> **EXCERTO SELECIONADO**

_____

Já no que respeita aos “principais efeitos” concordamos com os que são referenciados, não sem sublinhar que tais efeitos não são uma fatalidade ou inevitabilidade, mas antes ocorrem por ausência de políticas municipais claras, a que acrescem opções de investimento municipal para outros sectores, deixando desprotegido e abandonado o Património Cultural Construído. O actual estado de coisas não é consequência de falta de instrumentos, eles existiam e existem quer em legislação nacional e comunitária, quer em regulamentação e instrumentos de actuação municipal. Em suma, são consequência das opções políticas em vários domínios: do ordenamento do território ao urbanismo, da cultura ao ambiente, das finanças à fiscalização.

_____

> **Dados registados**
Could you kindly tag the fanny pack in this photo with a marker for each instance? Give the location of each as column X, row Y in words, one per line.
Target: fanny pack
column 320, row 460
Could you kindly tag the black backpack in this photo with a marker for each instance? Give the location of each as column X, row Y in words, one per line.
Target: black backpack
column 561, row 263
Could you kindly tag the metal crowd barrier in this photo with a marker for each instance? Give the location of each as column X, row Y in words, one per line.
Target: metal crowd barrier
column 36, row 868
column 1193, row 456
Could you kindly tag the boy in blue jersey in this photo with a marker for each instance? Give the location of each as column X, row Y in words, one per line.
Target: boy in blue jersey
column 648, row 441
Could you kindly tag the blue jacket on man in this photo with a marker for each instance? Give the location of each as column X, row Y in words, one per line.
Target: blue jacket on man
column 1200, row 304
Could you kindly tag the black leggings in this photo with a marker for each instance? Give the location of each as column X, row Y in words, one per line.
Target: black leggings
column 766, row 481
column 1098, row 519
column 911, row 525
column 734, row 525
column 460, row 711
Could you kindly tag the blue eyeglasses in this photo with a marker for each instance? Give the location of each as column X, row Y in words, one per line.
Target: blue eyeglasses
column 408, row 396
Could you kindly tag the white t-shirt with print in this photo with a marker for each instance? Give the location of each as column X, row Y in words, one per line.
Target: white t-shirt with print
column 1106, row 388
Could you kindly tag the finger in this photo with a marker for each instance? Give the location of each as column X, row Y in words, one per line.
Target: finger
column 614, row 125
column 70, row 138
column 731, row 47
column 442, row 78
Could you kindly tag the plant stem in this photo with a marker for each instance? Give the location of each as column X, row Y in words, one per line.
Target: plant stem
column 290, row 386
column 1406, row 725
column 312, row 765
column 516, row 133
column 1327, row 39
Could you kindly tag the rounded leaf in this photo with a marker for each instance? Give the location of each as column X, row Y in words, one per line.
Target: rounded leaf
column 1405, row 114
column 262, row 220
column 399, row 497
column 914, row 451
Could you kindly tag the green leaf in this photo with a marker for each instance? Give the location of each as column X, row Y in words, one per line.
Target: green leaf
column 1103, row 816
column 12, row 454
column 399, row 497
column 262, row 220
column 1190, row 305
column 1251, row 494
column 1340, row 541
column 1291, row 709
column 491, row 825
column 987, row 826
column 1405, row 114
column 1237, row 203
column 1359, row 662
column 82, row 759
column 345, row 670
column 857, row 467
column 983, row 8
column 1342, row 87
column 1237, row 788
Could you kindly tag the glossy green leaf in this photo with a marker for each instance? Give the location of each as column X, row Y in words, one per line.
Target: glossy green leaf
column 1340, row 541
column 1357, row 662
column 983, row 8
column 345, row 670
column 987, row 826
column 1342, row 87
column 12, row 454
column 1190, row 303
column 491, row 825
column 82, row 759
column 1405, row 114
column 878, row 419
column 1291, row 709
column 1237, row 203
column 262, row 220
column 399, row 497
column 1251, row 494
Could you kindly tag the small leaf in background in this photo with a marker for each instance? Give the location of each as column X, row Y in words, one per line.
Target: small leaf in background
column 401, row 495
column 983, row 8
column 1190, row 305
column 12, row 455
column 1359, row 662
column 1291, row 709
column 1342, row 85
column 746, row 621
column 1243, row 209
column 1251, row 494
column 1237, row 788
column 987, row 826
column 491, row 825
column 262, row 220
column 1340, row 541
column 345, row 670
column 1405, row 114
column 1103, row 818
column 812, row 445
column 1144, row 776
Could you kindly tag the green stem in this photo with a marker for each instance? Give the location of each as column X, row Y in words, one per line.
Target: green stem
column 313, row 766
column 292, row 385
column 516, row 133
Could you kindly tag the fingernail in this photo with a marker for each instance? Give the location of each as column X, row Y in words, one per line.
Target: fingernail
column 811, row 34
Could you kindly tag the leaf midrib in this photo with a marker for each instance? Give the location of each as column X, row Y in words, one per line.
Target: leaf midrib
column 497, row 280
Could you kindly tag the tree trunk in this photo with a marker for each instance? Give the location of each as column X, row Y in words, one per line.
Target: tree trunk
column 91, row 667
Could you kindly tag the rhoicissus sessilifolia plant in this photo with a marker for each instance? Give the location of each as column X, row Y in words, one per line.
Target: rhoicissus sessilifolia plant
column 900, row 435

_____

> **ENUNCIADO ESCRITO**
Transcreva, tal como aparece no excerto selecionado, a parte que se inicia com as palavras "Já no que respeita" e se encerra com "finanças à fiscalização.".

> **RESULTADO**
Já no que respeita aos “principais efeitos” concordamos com os que são referenciados, não sem sublinhar que tais efeitos não são uma fatalidade ou inevitabilidade, mas antes ocorrem por ausência de políticas municipais claras, a que acrescem opções de investimento municipal para outros sectores, deixando desprotegido e abandonado o Património Cultural Construído. O actual estado de coisas não é consequência de falta de instrumentos, eles existiam e existem quer em legislação nacional e comunitária, quer em regulamentação e instrumentos de actuação municipal. Em suma, são consequência das opções políticas em vários domínios: do ordenamento do território ao urbanismo, da cultura ao ambiente, das finanças à fiscalização.